§ Zadanie do wykonania: Podaj, w ilu wierszach wykazu poniżej występuje słowo „faucet”, i odpowiedz wyłącznie liczbą.

"""

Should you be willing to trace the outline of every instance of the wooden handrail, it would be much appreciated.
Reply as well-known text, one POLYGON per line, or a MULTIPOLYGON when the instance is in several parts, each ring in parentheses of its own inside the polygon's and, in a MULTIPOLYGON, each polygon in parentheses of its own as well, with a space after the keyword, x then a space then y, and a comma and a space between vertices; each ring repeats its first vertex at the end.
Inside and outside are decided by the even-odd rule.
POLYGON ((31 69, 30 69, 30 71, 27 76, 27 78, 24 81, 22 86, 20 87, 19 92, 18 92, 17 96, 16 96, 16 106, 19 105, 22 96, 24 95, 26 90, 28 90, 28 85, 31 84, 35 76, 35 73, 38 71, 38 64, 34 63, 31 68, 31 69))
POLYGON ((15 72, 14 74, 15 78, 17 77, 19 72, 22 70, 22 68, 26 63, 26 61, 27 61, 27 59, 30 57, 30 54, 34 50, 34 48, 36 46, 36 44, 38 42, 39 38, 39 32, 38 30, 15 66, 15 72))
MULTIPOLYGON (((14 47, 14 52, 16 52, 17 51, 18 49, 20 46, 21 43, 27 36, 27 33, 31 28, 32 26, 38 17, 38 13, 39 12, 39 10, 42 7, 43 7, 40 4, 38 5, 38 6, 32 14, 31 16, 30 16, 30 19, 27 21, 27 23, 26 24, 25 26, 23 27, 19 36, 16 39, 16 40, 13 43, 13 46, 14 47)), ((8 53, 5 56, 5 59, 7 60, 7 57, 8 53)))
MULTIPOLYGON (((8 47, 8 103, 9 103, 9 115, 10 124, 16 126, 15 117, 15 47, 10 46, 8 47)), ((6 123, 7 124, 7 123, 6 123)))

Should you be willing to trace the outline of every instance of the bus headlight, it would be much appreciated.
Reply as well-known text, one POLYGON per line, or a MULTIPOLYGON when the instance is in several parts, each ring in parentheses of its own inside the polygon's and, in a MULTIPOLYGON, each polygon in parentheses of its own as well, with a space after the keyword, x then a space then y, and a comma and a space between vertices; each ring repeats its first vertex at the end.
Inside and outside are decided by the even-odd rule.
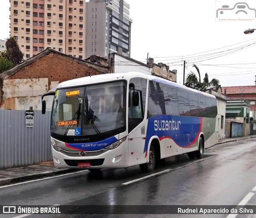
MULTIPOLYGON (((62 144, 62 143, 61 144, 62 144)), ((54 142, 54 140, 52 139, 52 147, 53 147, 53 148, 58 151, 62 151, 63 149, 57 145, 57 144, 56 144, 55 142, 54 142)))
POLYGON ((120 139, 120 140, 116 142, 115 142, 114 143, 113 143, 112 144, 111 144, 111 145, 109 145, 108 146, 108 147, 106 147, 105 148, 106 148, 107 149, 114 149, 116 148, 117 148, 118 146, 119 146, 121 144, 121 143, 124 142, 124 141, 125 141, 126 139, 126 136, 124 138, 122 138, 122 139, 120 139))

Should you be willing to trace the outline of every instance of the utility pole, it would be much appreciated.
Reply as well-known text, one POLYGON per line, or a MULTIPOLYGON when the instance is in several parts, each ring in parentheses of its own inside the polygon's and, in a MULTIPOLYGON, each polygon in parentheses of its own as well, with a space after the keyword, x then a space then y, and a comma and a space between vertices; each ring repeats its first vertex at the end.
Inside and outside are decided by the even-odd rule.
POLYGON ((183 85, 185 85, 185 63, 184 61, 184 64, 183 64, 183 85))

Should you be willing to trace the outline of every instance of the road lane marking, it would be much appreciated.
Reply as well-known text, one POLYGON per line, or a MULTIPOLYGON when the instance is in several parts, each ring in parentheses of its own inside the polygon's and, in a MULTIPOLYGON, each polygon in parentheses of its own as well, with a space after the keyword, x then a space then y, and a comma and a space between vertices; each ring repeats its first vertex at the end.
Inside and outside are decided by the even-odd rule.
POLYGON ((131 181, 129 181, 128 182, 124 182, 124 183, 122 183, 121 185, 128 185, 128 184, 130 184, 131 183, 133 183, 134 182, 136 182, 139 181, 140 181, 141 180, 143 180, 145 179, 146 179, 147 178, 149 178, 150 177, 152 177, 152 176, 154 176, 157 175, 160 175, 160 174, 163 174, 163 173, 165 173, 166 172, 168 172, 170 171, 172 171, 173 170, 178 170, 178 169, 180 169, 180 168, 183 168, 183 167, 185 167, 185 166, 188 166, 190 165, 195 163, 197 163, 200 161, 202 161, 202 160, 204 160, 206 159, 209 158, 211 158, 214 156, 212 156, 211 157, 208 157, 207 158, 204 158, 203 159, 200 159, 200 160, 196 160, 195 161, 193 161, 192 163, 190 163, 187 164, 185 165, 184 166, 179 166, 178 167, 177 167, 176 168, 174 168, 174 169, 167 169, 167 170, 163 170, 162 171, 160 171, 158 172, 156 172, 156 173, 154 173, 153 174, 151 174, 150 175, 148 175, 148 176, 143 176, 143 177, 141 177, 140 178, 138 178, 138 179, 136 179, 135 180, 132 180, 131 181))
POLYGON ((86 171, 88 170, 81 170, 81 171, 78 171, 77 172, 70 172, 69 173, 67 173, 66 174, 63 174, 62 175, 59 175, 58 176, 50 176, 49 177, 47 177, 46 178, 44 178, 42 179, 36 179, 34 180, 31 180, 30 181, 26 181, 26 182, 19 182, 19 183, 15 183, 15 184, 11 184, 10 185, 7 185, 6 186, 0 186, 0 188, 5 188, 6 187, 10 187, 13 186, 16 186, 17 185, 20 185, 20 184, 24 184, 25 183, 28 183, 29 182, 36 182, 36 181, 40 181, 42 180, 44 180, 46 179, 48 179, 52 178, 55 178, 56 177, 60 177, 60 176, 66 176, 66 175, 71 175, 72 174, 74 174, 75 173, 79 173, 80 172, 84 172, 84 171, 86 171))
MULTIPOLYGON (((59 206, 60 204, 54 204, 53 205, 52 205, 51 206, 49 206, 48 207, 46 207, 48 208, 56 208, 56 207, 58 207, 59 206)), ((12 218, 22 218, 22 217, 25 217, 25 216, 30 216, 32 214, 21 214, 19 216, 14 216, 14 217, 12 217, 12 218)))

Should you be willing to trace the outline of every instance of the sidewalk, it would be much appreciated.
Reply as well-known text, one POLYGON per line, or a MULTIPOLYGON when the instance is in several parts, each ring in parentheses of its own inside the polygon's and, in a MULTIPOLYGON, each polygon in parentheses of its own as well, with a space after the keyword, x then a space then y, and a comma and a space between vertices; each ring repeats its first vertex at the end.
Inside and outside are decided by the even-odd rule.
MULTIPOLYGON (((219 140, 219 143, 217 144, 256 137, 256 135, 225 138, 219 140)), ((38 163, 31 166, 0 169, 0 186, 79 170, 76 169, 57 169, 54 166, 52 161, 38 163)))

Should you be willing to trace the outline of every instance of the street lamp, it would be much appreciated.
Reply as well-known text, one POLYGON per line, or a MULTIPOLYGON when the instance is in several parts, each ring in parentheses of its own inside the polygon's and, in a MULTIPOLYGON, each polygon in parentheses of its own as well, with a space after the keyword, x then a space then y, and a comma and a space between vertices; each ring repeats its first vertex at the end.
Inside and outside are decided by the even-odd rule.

"""
"""

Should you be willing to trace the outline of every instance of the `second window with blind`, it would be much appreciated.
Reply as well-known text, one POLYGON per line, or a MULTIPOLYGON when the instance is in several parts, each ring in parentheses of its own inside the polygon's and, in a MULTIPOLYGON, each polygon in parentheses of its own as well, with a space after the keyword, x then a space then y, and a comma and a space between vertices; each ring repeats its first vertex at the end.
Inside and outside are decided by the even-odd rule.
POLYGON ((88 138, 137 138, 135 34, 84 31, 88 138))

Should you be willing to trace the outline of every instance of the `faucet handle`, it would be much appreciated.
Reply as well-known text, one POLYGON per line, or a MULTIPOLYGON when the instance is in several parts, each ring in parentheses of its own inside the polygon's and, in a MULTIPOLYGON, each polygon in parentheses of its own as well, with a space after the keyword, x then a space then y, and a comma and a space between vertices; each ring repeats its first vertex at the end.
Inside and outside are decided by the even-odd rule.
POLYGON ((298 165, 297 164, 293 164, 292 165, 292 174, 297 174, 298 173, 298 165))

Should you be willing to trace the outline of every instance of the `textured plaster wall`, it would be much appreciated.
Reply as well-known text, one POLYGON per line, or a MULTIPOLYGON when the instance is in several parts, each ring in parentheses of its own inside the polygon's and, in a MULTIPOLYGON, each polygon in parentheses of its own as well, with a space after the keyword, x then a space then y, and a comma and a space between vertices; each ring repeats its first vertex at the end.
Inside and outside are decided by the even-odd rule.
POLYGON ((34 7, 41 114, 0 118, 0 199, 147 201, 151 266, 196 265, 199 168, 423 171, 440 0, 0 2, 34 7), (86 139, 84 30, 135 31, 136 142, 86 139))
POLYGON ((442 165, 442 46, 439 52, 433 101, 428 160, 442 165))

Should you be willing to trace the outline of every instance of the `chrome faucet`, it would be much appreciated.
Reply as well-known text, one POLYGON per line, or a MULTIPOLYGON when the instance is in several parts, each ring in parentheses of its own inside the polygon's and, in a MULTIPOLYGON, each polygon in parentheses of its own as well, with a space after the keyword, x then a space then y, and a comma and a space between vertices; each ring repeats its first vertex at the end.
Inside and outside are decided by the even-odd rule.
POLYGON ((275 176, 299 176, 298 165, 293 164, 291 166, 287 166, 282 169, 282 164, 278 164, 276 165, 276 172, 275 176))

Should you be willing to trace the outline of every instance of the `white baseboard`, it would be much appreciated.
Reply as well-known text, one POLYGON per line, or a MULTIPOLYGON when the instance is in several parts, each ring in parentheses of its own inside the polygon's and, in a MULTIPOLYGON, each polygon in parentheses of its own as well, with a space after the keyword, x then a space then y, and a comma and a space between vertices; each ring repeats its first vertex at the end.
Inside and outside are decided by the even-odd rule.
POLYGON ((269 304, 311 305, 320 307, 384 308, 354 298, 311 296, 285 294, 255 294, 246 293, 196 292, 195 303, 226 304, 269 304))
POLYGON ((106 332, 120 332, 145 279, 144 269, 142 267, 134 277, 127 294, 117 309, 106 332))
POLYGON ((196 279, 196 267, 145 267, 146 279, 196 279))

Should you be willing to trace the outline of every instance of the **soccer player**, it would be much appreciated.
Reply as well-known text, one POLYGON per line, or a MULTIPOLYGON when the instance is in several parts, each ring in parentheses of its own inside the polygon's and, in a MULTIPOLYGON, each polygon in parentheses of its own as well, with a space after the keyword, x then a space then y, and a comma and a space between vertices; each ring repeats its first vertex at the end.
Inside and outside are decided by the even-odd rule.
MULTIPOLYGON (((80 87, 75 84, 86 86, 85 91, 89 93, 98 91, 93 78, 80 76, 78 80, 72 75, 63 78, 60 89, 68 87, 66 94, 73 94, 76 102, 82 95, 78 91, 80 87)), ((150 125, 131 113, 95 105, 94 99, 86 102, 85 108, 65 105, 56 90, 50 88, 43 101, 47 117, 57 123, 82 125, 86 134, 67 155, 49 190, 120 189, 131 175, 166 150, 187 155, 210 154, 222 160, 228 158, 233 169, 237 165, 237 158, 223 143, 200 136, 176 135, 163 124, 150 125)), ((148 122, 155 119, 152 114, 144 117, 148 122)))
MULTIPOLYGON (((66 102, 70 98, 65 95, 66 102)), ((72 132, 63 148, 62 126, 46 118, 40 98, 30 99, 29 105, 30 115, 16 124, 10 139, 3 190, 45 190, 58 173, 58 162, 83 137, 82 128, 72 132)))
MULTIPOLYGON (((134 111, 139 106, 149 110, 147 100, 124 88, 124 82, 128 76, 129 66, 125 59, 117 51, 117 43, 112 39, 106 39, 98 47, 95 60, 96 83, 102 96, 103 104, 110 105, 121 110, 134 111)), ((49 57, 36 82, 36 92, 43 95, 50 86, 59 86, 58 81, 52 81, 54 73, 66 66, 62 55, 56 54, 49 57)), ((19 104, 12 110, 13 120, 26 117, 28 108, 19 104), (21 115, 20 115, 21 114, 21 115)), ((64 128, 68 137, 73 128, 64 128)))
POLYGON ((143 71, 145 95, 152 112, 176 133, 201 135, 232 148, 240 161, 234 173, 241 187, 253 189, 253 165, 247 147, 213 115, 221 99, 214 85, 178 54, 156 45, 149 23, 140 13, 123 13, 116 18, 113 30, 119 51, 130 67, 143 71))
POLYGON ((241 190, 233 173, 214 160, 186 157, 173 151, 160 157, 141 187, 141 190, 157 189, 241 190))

"""
"""

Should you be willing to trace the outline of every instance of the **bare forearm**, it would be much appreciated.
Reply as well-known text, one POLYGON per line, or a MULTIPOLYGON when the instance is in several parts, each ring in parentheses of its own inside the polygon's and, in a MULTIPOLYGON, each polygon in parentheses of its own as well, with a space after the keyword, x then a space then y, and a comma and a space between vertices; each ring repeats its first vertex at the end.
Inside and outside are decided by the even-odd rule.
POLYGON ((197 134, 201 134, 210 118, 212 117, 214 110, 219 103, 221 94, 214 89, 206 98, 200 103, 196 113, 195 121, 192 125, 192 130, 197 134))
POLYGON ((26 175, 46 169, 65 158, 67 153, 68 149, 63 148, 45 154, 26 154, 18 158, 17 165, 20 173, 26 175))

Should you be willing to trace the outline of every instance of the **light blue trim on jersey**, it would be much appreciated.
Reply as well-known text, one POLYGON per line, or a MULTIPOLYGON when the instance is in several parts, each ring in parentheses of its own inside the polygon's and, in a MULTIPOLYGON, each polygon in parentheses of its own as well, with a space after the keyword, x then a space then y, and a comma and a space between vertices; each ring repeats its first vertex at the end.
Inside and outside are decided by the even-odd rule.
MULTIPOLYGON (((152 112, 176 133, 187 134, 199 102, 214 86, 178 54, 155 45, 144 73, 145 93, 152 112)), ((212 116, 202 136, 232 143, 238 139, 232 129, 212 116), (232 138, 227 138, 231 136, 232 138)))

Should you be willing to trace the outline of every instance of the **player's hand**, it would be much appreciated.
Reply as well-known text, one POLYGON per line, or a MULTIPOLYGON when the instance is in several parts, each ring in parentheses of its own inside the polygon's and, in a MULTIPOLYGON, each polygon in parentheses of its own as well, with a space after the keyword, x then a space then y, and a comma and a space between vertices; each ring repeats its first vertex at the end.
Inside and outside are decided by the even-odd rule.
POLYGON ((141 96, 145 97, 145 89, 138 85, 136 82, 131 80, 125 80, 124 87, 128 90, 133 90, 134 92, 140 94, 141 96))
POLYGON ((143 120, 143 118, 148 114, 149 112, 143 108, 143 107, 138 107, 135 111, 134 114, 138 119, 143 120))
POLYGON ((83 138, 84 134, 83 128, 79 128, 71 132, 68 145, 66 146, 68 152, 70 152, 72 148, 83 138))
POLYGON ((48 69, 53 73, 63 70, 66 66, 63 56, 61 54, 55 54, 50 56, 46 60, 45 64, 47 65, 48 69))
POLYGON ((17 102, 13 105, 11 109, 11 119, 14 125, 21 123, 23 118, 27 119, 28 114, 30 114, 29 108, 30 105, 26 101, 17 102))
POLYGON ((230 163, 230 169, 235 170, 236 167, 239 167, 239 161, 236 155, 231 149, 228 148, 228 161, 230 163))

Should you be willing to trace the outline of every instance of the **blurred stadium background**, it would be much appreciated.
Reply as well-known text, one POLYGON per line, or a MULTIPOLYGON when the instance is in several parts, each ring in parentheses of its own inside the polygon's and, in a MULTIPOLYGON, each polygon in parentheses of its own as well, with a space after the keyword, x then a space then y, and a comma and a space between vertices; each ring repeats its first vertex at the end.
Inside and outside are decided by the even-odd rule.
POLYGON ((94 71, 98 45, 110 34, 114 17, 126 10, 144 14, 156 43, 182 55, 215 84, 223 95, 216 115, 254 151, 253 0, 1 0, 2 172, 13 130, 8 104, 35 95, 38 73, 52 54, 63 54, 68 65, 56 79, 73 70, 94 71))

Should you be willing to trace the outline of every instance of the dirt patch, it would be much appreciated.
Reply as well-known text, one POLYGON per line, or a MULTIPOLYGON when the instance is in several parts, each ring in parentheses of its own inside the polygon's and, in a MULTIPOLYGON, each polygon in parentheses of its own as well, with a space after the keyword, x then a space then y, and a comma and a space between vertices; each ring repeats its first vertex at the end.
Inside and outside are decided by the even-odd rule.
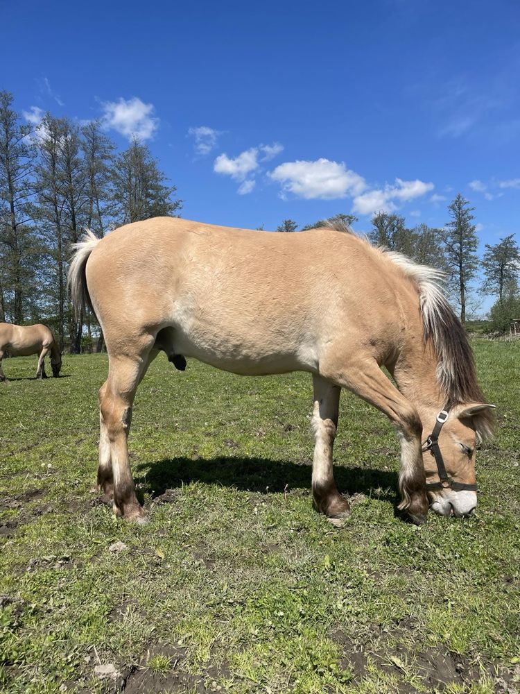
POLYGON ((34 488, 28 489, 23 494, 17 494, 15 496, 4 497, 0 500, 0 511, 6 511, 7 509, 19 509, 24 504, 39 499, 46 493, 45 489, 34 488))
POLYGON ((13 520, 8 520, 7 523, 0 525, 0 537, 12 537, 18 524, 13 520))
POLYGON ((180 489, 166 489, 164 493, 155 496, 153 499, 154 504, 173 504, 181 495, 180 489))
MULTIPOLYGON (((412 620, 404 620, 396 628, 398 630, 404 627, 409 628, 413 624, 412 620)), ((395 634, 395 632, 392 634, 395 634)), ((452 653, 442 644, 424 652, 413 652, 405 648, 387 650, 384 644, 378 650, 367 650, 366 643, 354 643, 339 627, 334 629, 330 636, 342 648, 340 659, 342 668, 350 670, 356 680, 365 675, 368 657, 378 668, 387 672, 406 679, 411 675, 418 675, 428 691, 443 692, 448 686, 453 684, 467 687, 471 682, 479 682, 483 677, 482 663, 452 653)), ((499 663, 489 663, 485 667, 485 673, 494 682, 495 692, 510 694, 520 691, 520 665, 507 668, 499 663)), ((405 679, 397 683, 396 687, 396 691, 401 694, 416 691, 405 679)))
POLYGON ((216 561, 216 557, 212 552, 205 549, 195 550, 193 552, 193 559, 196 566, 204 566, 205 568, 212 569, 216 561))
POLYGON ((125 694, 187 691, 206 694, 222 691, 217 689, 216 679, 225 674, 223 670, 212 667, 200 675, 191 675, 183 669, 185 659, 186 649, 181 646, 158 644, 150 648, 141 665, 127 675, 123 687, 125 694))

"""

§ Wynik zadania: 2